* **AIM OF THE EXERCISE**: Take the line that contains "[mark] the black zip-up" and all lines after it, up to and including the last line of the data, and write them out exactly; nothing else belongs in the answer.

Position identification records
(begin)

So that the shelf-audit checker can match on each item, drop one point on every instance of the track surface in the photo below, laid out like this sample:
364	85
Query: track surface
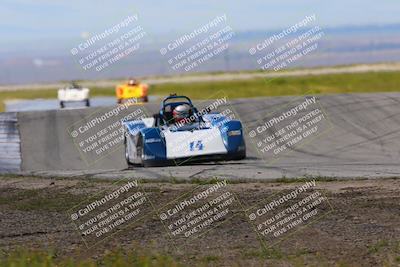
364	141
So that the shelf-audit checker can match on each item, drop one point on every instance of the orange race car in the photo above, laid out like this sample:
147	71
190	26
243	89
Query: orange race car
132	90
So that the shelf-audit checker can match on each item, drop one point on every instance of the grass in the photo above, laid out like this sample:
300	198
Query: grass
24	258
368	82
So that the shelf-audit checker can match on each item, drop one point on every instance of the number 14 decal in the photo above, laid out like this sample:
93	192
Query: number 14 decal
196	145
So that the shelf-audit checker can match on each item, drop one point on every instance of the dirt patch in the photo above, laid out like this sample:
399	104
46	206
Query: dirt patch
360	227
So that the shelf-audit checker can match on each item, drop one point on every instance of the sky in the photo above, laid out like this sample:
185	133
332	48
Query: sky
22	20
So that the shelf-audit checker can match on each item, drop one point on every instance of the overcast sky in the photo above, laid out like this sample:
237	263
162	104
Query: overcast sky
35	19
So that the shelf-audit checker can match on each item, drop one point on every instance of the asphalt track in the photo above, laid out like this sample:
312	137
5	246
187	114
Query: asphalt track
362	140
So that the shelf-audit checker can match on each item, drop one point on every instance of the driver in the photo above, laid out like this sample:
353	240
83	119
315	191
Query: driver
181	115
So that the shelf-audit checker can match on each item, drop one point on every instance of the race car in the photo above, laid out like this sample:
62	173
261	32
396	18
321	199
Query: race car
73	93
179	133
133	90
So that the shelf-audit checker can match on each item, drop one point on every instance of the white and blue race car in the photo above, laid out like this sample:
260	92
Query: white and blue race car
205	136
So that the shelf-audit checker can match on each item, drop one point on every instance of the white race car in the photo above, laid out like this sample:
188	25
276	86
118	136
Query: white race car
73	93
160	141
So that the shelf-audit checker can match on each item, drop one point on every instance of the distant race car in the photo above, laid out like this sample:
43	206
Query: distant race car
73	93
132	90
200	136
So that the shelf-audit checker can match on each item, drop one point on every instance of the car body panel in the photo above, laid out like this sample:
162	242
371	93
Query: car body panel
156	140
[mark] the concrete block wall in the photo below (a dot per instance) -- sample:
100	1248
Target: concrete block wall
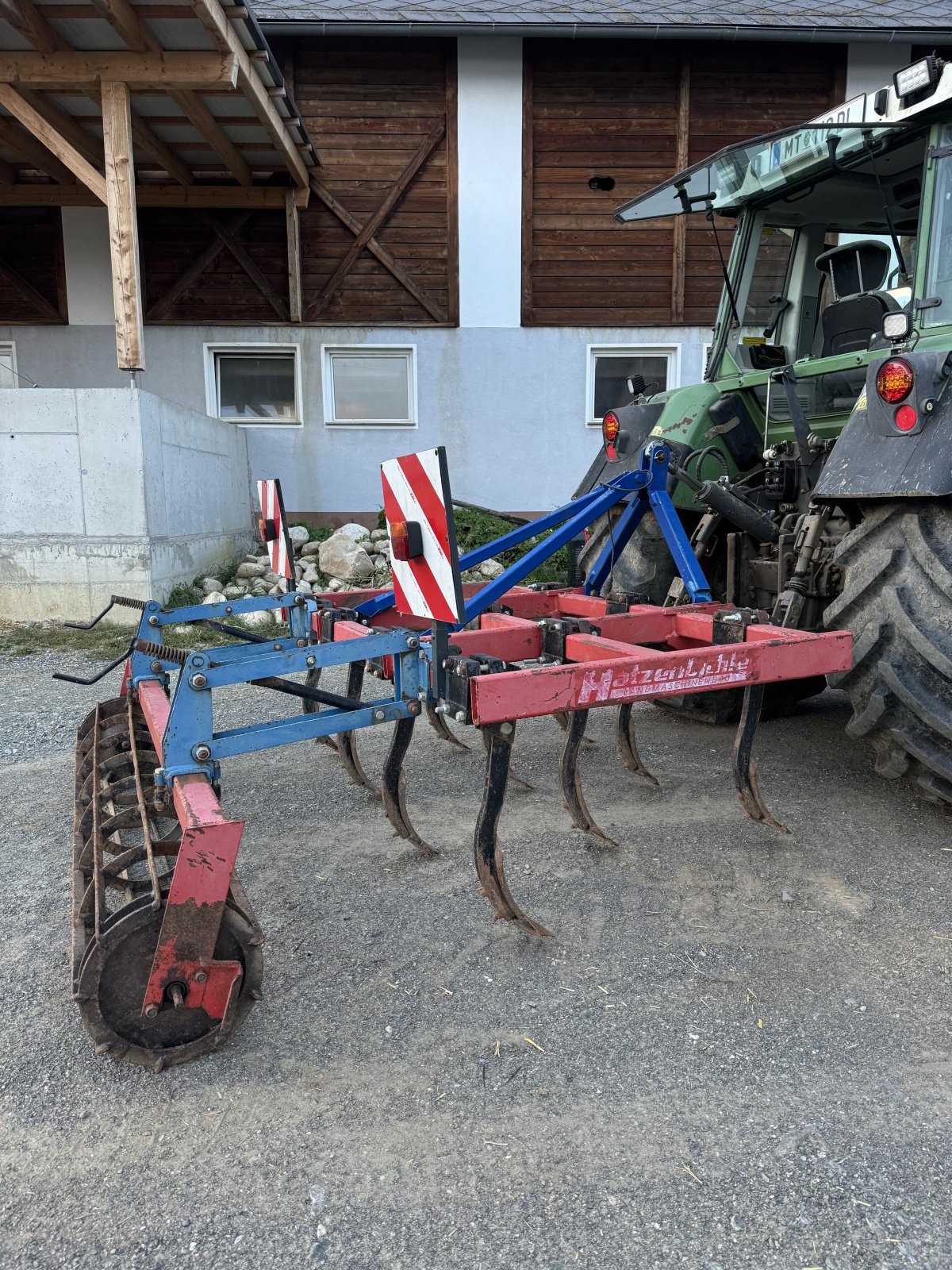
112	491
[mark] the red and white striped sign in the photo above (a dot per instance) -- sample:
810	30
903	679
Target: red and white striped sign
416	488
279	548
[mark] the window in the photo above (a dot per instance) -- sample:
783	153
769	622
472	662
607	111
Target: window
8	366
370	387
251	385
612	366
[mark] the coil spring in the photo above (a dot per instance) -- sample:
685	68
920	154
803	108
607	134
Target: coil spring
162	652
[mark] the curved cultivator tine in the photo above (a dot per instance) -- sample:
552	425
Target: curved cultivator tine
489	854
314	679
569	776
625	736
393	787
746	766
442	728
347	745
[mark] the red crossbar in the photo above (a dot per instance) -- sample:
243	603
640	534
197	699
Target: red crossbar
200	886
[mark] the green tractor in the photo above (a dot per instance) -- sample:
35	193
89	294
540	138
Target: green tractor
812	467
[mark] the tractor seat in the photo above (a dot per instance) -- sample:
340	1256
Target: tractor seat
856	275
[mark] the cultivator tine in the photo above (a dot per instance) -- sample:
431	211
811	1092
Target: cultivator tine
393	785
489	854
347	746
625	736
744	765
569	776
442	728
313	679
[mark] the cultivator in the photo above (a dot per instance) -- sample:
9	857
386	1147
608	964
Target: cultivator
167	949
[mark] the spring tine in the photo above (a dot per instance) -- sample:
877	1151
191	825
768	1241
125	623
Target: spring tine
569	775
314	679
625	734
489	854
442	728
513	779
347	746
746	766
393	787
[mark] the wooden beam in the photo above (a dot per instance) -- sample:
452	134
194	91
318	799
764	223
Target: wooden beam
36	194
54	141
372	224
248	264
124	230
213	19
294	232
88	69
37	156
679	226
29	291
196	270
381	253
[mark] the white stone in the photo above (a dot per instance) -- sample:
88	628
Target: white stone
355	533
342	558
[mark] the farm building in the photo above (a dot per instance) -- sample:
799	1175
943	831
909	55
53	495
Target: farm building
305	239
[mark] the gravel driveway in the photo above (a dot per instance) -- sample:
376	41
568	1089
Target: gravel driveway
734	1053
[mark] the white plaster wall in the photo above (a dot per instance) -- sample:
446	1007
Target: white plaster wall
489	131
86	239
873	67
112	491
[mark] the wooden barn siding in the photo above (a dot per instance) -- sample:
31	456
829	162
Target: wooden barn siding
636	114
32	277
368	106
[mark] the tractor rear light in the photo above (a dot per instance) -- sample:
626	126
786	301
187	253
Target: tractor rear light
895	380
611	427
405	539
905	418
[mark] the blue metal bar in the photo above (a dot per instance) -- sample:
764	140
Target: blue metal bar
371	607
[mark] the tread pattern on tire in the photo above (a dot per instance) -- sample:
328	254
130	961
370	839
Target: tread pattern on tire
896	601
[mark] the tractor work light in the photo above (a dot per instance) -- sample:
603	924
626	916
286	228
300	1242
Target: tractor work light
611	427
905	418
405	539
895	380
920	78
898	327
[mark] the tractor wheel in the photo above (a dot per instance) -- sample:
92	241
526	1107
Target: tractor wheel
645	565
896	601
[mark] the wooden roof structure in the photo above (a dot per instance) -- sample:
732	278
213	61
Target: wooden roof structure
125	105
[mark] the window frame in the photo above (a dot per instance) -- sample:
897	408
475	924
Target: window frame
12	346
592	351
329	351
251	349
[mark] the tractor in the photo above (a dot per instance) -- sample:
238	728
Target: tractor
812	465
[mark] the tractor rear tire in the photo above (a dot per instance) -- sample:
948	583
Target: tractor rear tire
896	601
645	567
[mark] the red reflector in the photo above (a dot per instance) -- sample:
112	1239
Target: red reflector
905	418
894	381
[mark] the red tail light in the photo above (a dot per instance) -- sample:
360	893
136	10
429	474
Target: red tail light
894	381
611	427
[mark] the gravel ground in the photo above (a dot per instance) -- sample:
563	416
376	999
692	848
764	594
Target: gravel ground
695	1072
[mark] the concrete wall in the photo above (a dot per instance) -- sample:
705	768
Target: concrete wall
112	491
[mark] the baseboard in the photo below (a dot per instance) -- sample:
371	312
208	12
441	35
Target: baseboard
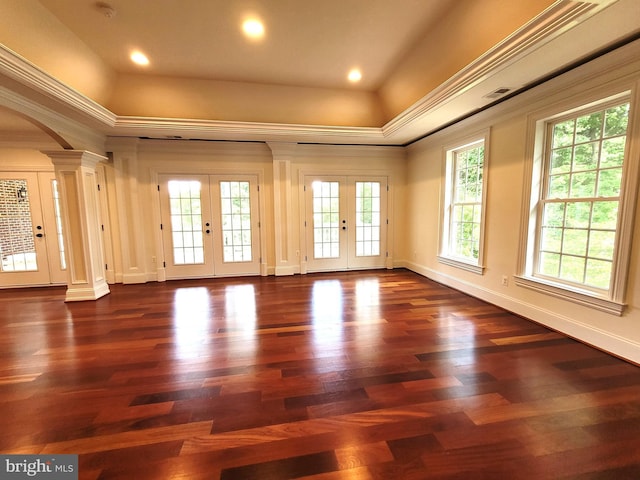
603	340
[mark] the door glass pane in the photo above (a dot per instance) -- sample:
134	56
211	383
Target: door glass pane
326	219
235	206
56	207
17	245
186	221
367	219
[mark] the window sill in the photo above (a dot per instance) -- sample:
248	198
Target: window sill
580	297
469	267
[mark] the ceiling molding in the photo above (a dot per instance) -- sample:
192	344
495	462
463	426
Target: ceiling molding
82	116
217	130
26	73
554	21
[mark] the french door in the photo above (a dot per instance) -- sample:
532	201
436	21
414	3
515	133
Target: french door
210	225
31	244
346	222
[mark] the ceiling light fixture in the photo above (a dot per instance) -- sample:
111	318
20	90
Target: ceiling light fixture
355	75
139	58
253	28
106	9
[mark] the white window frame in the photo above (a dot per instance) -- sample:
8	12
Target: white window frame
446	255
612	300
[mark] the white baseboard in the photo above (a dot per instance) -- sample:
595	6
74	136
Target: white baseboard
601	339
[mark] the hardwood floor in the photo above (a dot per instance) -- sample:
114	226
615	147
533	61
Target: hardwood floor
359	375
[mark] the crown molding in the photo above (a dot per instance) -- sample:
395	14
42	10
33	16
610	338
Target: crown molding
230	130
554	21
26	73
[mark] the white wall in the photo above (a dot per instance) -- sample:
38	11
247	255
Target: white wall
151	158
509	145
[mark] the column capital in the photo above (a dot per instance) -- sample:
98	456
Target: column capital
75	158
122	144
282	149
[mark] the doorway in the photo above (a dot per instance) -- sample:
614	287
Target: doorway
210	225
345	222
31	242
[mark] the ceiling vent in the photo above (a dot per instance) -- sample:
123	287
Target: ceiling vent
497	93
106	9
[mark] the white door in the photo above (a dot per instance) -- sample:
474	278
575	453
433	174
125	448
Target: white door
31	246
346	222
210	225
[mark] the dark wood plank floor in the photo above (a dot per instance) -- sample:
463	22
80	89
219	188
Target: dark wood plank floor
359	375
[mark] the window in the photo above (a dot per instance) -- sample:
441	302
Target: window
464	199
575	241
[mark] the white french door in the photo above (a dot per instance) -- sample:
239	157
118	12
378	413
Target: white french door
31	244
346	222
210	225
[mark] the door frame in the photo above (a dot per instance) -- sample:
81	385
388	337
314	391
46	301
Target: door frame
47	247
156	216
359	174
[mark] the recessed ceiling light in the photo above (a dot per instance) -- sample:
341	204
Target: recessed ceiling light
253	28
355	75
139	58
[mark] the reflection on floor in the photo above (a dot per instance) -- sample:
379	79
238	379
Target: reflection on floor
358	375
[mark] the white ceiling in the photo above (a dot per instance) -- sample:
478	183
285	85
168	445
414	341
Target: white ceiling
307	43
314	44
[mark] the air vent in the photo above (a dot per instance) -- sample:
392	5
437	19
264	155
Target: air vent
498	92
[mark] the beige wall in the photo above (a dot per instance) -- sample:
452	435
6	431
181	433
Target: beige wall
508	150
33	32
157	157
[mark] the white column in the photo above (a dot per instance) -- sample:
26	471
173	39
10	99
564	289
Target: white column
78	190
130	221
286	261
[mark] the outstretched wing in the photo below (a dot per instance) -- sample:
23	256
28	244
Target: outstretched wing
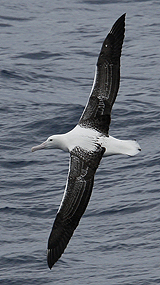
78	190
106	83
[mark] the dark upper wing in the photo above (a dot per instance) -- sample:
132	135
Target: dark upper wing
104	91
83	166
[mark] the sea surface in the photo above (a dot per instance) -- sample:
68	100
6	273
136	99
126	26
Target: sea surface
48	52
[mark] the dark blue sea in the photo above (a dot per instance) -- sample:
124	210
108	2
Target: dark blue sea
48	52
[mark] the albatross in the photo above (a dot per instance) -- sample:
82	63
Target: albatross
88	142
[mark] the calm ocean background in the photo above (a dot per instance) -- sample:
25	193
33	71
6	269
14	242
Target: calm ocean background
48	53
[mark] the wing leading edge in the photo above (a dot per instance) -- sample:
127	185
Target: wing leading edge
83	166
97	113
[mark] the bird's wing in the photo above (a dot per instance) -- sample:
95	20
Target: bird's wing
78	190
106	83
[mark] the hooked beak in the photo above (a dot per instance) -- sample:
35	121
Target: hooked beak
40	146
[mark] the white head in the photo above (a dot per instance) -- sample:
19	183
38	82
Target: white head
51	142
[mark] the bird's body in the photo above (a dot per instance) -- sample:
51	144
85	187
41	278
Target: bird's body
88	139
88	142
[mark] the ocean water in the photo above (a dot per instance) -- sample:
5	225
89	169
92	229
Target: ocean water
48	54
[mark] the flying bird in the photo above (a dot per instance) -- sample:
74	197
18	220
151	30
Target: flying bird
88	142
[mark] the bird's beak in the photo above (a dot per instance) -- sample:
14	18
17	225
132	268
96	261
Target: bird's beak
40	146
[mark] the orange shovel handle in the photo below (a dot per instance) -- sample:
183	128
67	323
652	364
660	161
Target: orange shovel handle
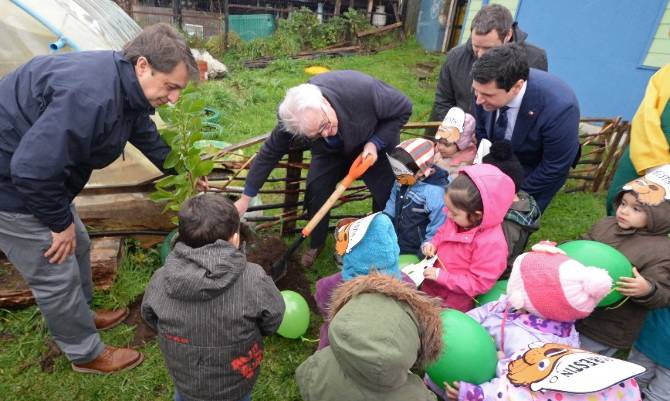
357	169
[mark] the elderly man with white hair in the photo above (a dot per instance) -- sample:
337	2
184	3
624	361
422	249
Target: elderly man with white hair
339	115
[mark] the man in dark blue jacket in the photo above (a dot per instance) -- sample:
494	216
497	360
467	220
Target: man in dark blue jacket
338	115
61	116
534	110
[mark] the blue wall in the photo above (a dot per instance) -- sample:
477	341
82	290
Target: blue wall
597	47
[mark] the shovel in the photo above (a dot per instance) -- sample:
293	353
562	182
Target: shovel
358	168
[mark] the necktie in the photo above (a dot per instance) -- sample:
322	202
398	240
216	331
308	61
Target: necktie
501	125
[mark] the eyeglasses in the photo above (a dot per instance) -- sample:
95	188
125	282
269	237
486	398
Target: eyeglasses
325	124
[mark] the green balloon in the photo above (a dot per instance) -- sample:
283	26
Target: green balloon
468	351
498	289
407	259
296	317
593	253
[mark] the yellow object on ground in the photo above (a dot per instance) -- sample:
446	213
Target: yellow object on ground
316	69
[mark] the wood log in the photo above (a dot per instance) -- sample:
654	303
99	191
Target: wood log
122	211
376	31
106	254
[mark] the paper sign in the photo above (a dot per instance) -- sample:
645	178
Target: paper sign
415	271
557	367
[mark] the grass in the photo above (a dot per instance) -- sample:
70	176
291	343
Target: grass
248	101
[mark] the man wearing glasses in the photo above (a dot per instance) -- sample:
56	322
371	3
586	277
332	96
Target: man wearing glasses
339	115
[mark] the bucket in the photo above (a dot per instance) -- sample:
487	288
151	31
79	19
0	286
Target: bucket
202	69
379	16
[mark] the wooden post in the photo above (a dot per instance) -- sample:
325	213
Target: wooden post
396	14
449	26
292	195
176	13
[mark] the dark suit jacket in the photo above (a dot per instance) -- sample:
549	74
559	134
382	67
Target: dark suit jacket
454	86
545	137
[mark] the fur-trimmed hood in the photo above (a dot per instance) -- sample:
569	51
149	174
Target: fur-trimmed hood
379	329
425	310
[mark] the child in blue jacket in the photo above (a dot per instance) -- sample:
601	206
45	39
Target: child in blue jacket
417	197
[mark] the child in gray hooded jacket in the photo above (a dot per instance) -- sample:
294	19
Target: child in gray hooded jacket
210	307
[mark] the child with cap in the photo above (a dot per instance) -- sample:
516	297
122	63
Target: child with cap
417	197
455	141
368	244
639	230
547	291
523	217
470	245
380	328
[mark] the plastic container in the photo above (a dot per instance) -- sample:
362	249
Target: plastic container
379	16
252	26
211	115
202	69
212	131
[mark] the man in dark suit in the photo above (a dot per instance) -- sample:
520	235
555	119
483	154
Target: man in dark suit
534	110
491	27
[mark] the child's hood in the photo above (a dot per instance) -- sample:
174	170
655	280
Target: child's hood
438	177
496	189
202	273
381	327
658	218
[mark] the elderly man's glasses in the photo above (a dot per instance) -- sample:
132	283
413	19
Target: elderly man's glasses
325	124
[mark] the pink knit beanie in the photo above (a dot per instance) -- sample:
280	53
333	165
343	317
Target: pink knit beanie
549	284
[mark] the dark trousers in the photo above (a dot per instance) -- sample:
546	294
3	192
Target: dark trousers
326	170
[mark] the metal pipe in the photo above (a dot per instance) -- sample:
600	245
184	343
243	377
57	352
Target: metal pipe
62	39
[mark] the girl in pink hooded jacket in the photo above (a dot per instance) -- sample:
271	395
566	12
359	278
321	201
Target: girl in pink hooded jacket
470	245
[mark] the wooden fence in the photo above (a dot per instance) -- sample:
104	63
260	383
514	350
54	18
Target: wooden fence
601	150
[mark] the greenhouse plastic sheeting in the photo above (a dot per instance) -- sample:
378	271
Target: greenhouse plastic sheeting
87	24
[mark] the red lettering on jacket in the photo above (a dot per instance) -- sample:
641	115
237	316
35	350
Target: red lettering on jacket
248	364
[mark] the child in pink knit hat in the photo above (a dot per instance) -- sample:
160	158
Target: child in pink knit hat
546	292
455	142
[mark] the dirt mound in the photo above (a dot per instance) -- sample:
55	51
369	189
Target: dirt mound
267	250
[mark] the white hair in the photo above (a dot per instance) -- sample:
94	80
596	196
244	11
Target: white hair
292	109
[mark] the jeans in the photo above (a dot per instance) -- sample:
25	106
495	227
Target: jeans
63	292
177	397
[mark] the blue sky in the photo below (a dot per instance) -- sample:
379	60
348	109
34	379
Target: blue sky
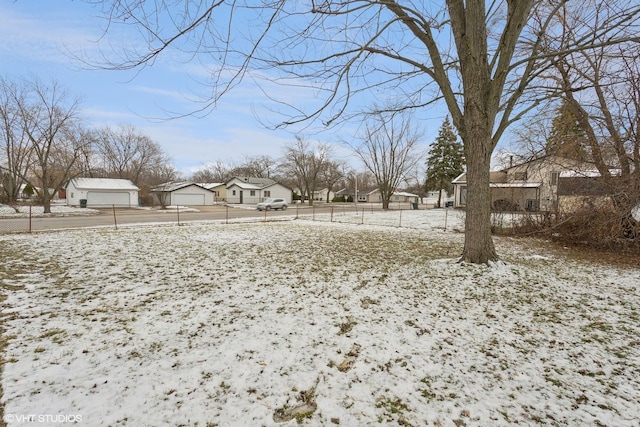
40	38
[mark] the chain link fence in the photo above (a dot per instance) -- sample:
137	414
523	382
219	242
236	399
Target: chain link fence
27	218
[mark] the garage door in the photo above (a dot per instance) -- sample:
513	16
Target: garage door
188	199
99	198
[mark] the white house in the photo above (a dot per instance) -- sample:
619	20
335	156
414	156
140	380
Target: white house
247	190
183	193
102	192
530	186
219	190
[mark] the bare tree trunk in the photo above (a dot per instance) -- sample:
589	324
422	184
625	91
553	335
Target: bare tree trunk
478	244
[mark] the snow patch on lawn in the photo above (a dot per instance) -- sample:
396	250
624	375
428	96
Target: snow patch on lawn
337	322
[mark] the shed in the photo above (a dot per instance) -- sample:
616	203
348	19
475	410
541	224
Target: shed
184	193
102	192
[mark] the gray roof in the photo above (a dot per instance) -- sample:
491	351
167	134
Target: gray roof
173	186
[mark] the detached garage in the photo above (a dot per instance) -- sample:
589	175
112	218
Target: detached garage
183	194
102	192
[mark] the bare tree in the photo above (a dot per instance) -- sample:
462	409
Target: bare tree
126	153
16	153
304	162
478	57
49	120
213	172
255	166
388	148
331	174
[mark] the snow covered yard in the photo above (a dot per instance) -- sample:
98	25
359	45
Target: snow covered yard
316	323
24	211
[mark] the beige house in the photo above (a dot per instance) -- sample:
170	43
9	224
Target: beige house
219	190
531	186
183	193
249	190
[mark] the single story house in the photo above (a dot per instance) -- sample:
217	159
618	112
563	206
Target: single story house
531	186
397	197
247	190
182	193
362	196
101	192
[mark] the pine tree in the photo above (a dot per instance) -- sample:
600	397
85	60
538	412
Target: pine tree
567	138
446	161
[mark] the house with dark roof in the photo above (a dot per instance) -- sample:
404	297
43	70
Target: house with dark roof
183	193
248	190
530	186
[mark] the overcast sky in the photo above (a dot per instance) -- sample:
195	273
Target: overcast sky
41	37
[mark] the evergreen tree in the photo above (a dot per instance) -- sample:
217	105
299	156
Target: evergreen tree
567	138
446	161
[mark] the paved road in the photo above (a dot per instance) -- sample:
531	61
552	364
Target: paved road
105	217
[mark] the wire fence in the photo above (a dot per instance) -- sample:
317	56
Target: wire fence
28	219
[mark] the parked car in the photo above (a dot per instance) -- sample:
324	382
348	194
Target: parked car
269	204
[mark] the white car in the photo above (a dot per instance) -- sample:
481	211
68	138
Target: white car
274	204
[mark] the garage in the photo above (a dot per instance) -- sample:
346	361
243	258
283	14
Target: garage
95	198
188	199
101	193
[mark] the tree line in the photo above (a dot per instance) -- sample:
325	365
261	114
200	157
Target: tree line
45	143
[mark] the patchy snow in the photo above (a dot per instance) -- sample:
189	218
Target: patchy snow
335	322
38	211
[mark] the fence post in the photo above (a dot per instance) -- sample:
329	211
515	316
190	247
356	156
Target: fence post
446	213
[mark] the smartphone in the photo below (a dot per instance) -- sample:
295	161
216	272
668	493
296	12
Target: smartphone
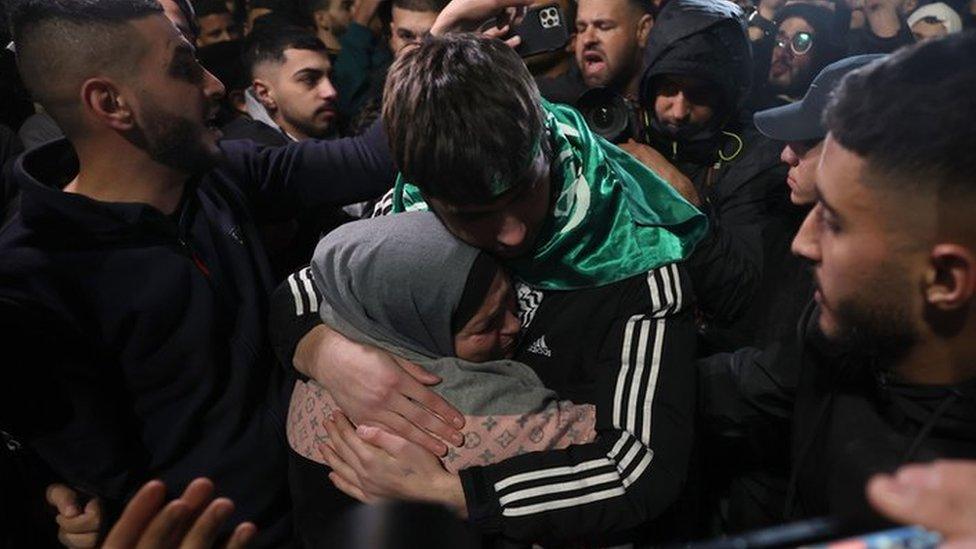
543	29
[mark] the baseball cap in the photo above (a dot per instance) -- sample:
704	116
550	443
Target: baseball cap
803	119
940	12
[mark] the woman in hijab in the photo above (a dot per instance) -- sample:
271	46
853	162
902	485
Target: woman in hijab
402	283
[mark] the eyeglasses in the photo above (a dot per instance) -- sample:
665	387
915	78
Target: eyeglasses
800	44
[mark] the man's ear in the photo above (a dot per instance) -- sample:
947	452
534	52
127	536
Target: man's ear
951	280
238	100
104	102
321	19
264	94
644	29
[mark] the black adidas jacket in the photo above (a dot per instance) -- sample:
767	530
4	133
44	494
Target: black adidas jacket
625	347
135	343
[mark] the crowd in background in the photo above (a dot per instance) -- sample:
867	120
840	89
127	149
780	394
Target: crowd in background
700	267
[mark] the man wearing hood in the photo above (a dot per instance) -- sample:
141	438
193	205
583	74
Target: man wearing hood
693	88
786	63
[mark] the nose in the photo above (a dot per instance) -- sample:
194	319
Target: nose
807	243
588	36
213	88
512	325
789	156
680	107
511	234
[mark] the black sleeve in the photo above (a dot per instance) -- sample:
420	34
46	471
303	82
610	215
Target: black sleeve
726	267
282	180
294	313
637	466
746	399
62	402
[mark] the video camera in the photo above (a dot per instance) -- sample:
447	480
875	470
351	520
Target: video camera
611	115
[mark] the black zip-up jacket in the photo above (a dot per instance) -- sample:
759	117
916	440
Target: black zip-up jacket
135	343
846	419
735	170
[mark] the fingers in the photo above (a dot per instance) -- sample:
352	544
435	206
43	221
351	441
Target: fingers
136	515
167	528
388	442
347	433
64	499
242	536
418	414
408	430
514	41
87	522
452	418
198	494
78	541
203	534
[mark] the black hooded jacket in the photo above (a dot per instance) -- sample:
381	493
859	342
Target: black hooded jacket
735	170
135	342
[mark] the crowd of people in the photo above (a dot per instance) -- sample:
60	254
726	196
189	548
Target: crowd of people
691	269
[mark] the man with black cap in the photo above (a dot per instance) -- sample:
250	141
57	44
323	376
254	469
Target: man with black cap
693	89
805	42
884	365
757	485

(end)

* **TASK SOLUTION**:
[mark] the black zip-up jacket in the photo above (a dot per instance) -- sample:
759	117
916	440
Target: black zip-up jacket
135	343
846	419
735	170
[mark] the fingers in the photo above (a dot per instance) -- sample:
352	544
435	206
43	221
351	441
Target: fingers
136	515
167	528
388	442
347	433
64	499
242	536
418	414
408	430
514	41
87	522
452	418
198	494
78	541
203	534
[mark] the black hooded jacket in the photo above (a dot per instance) -- sample:
381	493
859	342
Target: black hooded jacket
735	170
135	342
[mark] the crowd of people in the photo above (a dot per instance) -- sample:
60	254
726	196
189	548
Target: crowd of people
691	269
[mark] the man with black cap in the photo above (a dot per instance) -- sample:
250	141
57	44
323	376
254	469
Target: man with black cap
693	89
805	42
884	365
757	485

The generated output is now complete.